* start *

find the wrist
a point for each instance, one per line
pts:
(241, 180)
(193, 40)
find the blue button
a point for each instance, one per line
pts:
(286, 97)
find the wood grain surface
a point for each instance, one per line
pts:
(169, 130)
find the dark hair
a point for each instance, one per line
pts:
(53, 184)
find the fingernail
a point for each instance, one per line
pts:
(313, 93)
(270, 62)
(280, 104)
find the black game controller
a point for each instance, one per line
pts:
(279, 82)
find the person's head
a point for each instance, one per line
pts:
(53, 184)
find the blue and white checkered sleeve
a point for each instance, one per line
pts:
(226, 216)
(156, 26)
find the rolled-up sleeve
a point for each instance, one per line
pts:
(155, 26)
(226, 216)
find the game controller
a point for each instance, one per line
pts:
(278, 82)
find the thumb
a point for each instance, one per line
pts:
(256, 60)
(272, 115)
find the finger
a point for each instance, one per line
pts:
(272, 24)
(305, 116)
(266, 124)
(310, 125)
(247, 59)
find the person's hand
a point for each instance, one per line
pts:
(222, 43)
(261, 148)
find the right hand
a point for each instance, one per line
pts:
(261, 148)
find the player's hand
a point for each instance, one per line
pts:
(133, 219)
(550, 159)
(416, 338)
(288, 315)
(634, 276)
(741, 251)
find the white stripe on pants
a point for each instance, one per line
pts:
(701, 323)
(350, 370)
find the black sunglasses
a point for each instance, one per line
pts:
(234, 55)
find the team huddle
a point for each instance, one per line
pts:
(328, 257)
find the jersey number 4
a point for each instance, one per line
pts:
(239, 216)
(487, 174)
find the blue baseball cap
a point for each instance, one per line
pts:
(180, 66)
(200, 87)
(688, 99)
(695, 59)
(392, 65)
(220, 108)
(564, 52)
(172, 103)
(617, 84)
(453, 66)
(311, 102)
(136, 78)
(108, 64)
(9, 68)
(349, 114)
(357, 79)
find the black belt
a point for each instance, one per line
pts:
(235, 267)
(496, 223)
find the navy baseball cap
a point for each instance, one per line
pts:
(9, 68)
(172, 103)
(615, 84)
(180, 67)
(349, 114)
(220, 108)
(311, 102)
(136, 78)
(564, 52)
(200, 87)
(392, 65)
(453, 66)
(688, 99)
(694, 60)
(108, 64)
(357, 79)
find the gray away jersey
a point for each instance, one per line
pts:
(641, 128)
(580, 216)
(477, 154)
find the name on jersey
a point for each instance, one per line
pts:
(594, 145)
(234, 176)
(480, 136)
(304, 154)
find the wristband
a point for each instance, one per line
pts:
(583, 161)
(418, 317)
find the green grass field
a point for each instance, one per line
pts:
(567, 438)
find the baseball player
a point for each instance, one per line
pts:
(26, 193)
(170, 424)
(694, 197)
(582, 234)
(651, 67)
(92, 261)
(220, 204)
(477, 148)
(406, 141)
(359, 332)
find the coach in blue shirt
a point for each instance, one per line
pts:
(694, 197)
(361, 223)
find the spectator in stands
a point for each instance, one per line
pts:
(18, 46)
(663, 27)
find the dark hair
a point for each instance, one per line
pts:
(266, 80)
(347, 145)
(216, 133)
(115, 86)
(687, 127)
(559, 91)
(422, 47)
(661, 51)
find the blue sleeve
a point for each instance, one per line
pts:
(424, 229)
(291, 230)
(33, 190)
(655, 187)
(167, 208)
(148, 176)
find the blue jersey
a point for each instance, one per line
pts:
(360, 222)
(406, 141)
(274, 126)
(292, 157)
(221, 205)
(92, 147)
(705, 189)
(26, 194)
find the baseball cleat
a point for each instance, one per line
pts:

* end *

Problem requirements -> Copy all of the entries above, swapping "find the" for "locate the" everywhere it occurs and changing nothing else.

The result ->
locate the wrist
a point for each instance, one per line
pts:
(241, 180)
(193, 40)
locate the blue button
a point for each instance, one per line
pts:
(286, 97)
locate the wood grain surface
a point for each instance, one per line
pts:
(169, 130)
locate the dark hair
a point for each instance, one per line
pts:
(53, 184)
locate the fingernail
a point for each instance, one per line
pts:
(313, 93)
(270, 62)
(280, 104)
locate the black game controller
a point for each instance, one per line
pts:
(279, 82)
locate the person's head
a point for each instance, one per line
pts:
(53, 184)
locate the blue and white checkered sleeve
a point for each instance, one per line
pts:
(226, 216)
(156, 26)
locate the rolled-up sleeve
a point for each instance, one per line
pts:
(155, 26)
(226, 216)
locate the game controller
a point for each instance, one per line
pts:
(278, 82)
locate the thumb
a point for each instance, one per line
pts:
(256, 60)
(272, 115)
locate the finger
a point for each instance, one per line
pts:
(272, 24)
(305, 116)
(266, 124)
(310, 125)
(247, 59)
locate the person's hand
a point for each instance, one per line
pts:
(222, 43)
(261, 148)
locate the right hand
a point for each instance, one per line
pts:
(261, 148)
locate the player's hand
a point for each instance, one per line
pts:
(133, 219)
(550, 159)
(416, 338)
(288, 315)
(634, 276)
(741, 251)
locate the white stripe on pants
a point for each instance, one per line
pts:
(701, 323)
(350, 370)
locate the black sunglasses
a point for each instance, one per line
pts:
(234, 55)
locate the team huddle
a point for each instance, one per line
pts:
(328, 257)
locate the jersey number 4
a point for each instance, one per line
pts:
(239, 216)
(487, 174)
locate the blue baseball cap
a point for each instance, one per line
pts:
(180, 66)
(200, 87)
(688, 99)
(695, 59)
(392, 65)
(220, 108)
(564, 52)
(172, 103)
(617, 84)
(453, 66)
(311, 102)
(136, 78)
(108, 64)
(9, 68)
(349, 114)
(357, 79)
locate the black belt
a point for each instance, one per line
pts:
(235, 267)
(496, 223)
locate the navy baseball cap
a point for each instance, one per line
pts:
(9, 68)
(172, 103)
(615, 84)
(180, 67)
(349, 114)
(220, 108)
(311, 102)
(136, 78)
(564, 52)
(200, 87)
(392, 65)
(453, 66)
(688, 99)
(694, 60)
(108, 64)
(357, 79)
locate the gray away jersey
a point for each instance, one per line
pts:
(641, 128)
(580, 216)
(477, 154)
locate the name on jersey
a point for each instance, one per line
pts:
(594, 145)
(234, 176)
(480, 136)
(304, 154)
locate the wristband
a point for each instance, one per line
pts:
(583, 161)
(418, 317)
locate the green grass field
a point for each instance, one per line
pts:
(567, 438)
locate the baseball player
a point for each instance, one per line
pts:
(26, 193)
(170, 424)
(694, 197)
(582, 234)
(651, 67)
(92, 261)
(220, 204)
(477, 148)
(406, 141)
(359, 332)
locate the coach in blue shirt
a point for each instance, one per line
pts:
(694, 197)
(361, 223)
locate the spectator in stands
a point for each instance, one per line
pts:
(18, 46)
(663, 27)
locate the dark hair
a point for each instance, one per line
pts:
(266, 80)
(347, 145)
(216, 133)
(115, 86)
(687, 127)
(559, 91)
(422, 47)
(661, 51)
locate the blue sleeve
a point for each instance, one per line
pts:
(424, 229)
(291, 230)
(33, 190)
(655, 187)
(167, 208)
(148, 176)
locate the blue jersey
a point for each instance, one per line
pts:
(360, 222)
(406, 141)
(274, 126)
(292, 157)
(221, 205)
(92, 147)
(705, 189)
(26, 194)
locate the baseball cleat
a point for each instance, one per line
pts:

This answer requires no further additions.